• **TASK ITEM**
Start at the line below containing "Target: blue shirt" and stop at the line containing "Target: green tree". Repeat every line of that stretch exactly, and nothing outside it.

• **DATA FOR THIS TASK**
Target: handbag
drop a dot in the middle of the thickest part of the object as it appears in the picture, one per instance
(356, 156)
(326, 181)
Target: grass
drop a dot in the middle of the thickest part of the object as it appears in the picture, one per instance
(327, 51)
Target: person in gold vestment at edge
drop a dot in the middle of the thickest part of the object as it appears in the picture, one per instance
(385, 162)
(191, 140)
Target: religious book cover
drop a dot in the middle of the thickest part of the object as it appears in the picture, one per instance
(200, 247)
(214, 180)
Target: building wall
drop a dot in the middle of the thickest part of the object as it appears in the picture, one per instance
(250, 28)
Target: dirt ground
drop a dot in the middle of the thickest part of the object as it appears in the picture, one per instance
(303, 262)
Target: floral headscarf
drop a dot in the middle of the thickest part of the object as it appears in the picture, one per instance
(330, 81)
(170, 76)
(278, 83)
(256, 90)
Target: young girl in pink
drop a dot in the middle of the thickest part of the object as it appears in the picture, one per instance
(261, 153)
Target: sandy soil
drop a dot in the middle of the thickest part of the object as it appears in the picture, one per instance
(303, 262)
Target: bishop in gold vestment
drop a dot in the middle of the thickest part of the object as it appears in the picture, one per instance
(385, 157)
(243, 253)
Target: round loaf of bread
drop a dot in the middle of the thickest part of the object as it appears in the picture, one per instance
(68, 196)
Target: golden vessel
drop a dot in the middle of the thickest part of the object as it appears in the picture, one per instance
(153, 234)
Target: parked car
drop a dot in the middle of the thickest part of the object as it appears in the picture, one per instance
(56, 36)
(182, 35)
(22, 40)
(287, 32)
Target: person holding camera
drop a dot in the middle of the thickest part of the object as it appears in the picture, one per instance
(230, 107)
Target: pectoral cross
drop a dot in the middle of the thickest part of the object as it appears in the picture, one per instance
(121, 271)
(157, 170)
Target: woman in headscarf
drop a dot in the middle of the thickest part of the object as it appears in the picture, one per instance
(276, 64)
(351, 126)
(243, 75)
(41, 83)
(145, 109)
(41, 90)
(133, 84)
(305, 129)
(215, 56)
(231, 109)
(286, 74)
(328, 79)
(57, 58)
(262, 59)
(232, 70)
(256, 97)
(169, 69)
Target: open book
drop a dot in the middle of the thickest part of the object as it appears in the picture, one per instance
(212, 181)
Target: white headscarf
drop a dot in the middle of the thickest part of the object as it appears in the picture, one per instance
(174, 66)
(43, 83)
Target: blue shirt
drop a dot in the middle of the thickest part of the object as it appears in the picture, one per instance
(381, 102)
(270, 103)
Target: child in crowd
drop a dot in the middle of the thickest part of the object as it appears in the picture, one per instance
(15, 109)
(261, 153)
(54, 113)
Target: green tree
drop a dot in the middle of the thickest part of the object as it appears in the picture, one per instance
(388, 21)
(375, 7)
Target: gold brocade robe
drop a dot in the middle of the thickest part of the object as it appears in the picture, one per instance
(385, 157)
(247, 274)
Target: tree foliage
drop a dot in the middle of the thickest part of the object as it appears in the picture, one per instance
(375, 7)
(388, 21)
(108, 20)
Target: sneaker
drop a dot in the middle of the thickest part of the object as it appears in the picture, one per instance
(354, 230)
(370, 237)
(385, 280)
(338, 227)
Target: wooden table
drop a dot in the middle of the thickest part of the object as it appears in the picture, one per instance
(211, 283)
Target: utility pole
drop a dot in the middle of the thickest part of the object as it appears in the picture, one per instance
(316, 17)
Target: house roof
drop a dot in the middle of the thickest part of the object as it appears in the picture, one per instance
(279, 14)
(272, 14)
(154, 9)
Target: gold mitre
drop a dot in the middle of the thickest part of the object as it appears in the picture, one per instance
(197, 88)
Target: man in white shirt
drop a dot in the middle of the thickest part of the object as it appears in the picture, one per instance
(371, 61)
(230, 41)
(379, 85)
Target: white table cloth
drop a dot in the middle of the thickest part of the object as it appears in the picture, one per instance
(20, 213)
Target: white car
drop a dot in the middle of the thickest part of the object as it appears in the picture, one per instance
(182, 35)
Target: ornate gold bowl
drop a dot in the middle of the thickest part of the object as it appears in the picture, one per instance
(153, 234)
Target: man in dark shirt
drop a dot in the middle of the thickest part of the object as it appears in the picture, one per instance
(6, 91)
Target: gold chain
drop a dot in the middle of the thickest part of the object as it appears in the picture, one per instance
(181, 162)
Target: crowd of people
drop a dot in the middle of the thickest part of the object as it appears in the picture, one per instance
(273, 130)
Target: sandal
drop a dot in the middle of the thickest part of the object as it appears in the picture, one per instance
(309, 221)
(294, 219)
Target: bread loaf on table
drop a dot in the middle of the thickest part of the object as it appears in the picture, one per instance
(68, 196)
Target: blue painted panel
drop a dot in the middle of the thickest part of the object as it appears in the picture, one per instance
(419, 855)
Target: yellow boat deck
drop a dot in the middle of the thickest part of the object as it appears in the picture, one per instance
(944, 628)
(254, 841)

• **ANSWER TO THE EXERCISE**
Target: blue shirt
drop a dot in the middle of the thickest part of the object as it appears in the picture, one per instance
(381, 102)
(270, 103)
Target: child in crowd
drop a dot in the middle of the thickest part of the object as it appears in the picture, one per instance
(15, 109)
(261, 153)
(54, 113)
Target: green tree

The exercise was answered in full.